### [Work order]
Give back every record word for word, keeping the pictures out.

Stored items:
★ ★ ★
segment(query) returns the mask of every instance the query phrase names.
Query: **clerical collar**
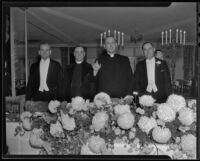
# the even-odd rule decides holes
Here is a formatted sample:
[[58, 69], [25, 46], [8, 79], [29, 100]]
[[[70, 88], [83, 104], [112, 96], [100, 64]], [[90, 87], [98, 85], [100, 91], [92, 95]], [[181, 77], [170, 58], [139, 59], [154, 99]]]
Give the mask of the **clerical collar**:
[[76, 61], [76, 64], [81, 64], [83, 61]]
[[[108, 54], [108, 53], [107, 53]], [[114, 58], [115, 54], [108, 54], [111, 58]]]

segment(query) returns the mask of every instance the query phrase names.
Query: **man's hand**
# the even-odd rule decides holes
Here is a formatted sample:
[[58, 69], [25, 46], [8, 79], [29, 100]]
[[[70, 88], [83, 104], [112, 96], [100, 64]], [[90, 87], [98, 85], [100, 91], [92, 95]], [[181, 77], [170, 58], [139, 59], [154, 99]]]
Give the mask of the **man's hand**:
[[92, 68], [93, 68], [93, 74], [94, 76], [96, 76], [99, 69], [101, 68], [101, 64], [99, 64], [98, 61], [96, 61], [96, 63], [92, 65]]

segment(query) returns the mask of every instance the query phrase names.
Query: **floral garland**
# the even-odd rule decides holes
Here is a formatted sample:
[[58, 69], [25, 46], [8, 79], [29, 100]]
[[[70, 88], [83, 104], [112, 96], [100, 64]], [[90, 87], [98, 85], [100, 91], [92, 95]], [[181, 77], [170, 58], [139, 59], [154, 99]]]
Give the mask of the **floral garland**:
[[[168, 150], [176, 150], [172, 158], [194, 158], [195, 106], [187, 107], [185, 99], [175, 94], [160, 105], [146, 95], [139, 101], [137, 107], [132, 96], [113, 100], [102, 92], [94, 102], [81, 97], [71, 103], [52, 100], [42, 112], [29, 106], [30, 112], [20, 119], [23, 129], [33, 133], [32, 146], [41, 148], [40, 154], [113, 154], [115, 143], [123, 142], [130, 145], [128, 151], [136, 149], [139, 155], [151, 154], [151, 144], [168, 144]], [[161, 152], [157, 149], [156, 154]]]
★ ★ ★
### [Problem solution]
segment(query) returns the mask of every instance the query phrase names.
Query: **clerical collar**
# the even-odd rule decides holes
Here is a formatted sample:
[[58, 69], [25, 46], [8, 79], [29, 100]]
[[[70, 88], [83, 104], [112, 96], [100, 64]], [[90, 87], [98, 85], [100, 91], [92, 95]], [[181, 77], [170, 58], [139, 59], [154, 99]]]
Give the mask of the **clerical collar**:
[[76, 61], [76, 64], [81, 64], [83, 61]]
[[[108, 54], [108, 53], [107, 53]], [[114, 58], [115, 54], [108, 54], [111, 58]]]

segment(query) returns the mask of every instance the query phrase names.
Query: **man's hand**
# the even-odd rule decides holes
Here is a formatted sample:
[[58, 69], [25, 46], [8, 79], [29, 100]]
[[[70, 88], [83, 104], [112, 96], [100, 64]], [[90, 87], [98, 85], [100, 91], [92, 95]], [[181, 77], [170, 58], [139, 59], [154, 99]]]
Give the mask of the **man's hand**:
[[92, 68], [93, 68], [93, 74], [94, 76], [96, 76], [99, 69], [101, 68], [101, 64], [99, 64], [98, 61], [96, 61], [96, 63], [92, 65]]

segment(query) returns the mask of every instance the query phrase names.
Query: **floral garland**
# the even-odd rule decides holes
Here is a formatted sample:
[[58, 69], [25, 46], [8, 79], [29, 100]]
[[[70, 88], [83, 104], [112, 96], [100, 64]], [[90, 87], [98, 85], [100, 91], [92, 95]], [[181, 77], [170, 58], [139, 59], [154, 99]]]
Give the mask of the **floral garland**:
[[[168, 150], [176, 150], [172, 158], [194, 158], [195, 106], [187, 107], [185, 99], [175, 94], [160, 105], [146, 95], [139, 101], [137, 107], [132, 96], [113, 100], [102, 92], [94, 102], [81, 97], [71, 103], [52, 100], [42, 112], [29, 106], [30, 112], [20, 119], [23, 129], [33, 133], [32, 146], [41, 148], [40, 154], [113, 154], [115, 143], [123, 142], [130, 145], [128, 151], [136, 149], [139, 155], [151, 154], [151, 144], [168, 144]], [[161, 152], [157, 149], [156, 154]]]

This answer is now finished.